EXTRACT PROVIDED
2

I have a Delphi 6 application that sends bitmaps to a DirectShow DLL in real-time, 25 frames a second. The DirectShow DLL is my code too and is also written in Delphi 6 using the DSPACK DirectShow component suite. I have a simple block of code that goes through each pixel in the bitmap modifying the brightness and contrast of the image, if a certain flag is set, otherwise the bitmap is pushed out the DirectShow DLL unmodified (push source video filter). The code used to be in the main application and then I just moved it into the DirectShow DLL. When it was in the main application it ran fine. I could see the changes in the bitmap as expected. However, now that the code resides in the DirectShow DLL it has the following problems:

  1. When the code block below is active the DirectShow DLL is really slow. I have a quad core i5 and it's really slow. I can also see a big spike in the CPU consumption. In contrast, the very same code running in the main application ran fine on an old single core P4. It did hit the CPU noticeably on that old machine but the video was smooth and there were no problems. The images are only 352 x 288 pixels in size.

  2. I don't see the expected changes to the visible bitmap. I can trace the code in the DirectShow DLL and see the numerical values of each pixel properly altered by the code, but the viewable image in the Graph Edit ActiveMovie window looks completely unchanged.

  3. If I deactivate the code, which I can do in real-time, the ActiveMovie window shows video that is as smooth as glass, perfectly rendered with the CPU barely touched. If I reactivate the code the video is now really choppy, probably showing only 1 to 2 frames a second with a long delay before the first frame is shown, and the CPU spikes. Not completely, but a lot more than I would expect.

I tried compiling the DirectShow DLL with everything on including range checking, overflow checking, etc. and there were no warnings or errors during run-time. I then tried compiling for fastest speed and it still had the exact same problems listed above. Something is really wrong and I can't figure out what. Note, I do indeed lock the canvas before modifying the bitmap and unlock it after I'm done. If it weren't for the "everything on" compilation run I noted above I'd say it felt like an FPU Exception was being raised and silently swallowed with every pixel computation, but as I said, no errors or Exceptions are occurring.

UPDATE: I am putting this here so that the solution, which is embedded in one of Roman R's comment, is plainly visible. The problem that I was not setting the PixelFormat property to pf24Bit before accessing the ScanLine property. As Roman suggested, not doing this must make the TBitmap code create a temporary copy of the bitmap. As soon as I added the line of code below the problems went away, both that of changes not being visible and the soft page faults. It's an insidious problem because the only object that is affected is the pointer you use to access the ScanLine property, since (assumption) it contains a pointer to a temporary copy of the bitmap. That's must be why the subsequent TextOut() call still worked since it worked on the original copy of the bitmap.

TASKS TO COMPLETE
1) In the post about the slow Delphi DirectShow DLL, which property had to be set to pf24Bit before the ScanLine property was accessed?
2) Resume the post about the slow Delphi DirectShow DLL, continuing on from its final sentence.
You can complete this work without the records.

INFORMATION GIVEN
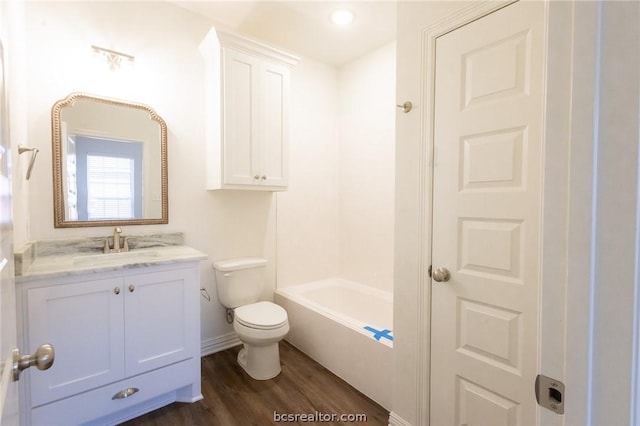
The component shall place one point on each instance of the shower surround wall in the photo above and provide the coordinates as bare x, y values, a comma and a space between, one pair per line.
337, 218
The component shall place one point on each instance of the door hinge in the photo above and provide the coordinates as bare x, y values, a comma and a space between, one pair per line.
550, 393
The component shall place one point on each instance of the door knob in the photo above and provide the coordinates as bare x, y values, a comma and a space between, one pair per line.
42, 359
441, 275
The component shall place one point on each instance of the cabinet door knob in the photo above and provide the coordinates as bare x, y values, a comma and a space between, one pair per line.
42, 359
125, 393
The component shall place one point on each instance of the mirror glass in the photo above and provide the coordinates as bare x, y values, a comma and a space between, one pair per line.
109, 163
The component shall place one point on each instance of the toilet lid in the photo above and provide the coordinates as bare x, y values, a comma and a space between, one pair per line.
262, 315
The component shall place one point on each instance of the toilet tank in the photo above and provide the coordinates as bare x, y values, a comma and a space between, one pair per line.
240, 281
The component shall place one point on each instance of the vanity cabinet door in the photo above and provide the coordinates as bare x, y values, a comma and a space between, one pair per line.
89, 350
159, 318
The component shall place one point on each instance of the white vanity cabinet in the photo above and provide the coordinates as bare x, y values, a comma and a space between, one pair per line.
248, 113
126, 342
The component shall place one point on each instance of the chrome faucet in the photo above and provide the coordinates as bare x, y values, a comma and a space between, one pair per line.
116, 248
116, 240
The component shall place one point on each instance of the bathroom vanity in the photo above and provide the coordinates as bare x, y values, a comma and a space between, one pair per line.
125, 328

...

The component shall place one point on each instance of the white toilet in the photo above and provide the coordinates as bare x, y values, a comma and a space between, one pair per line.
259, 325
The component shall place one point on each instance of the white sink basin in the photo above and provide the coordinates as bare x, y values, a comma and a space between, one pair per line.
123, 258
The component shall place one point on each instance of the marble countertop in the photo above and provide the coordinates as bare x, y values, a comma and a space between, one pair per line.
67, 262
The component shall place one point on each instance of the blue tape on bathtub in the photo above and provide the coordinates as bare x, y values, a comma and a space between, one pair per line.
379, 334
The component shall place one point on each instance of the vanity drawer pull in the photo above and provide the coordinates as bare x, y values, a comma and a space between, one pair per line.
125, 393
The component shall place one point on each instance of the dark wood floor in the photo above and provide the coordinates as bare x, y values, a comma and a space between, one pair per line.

EXERCISE RESPONSES
1) The PixelFormat property.

2)
clip.PixelFormat := pf24bit; // The missing code line that fixes the problem.

Here's the code block I've been referring to:

function IntToByte(i: Integer): Byte;
begin
 if i > 255 then
   Result := 255
 else if i < 0 then
   Result := 0
 else
   Result := i;
end;

// ---------------------------------------------------------------

procedure brightnessTurboBoost(var clip: TBitmap; rangeExpansionPowerOf2: integer; shiftValue: Byte);
var
   p0: PByte;
   x,y: Integer;
begin
   if (rangeExpansionPowerOf2 = 0) and (shiftValue = 0) then
       exit; // These parameter settings will not change the pixel values.

   for y := 0 to clip.Height-1 do
   begin
       p0 := clip.scanline[y];

       // Can't just do the whole buffer as a big block of bytes since the
       //  individual scan lines may be padded for CPU alignment.
       for x := 0 to (clip.Width - 1) * 3 do
       begin
           if rangeExpansionPowerOf2 >= 1 then
               p0^ := IntToByte((p0^ shl rangeExpansionPowerOf2) + shiftValue)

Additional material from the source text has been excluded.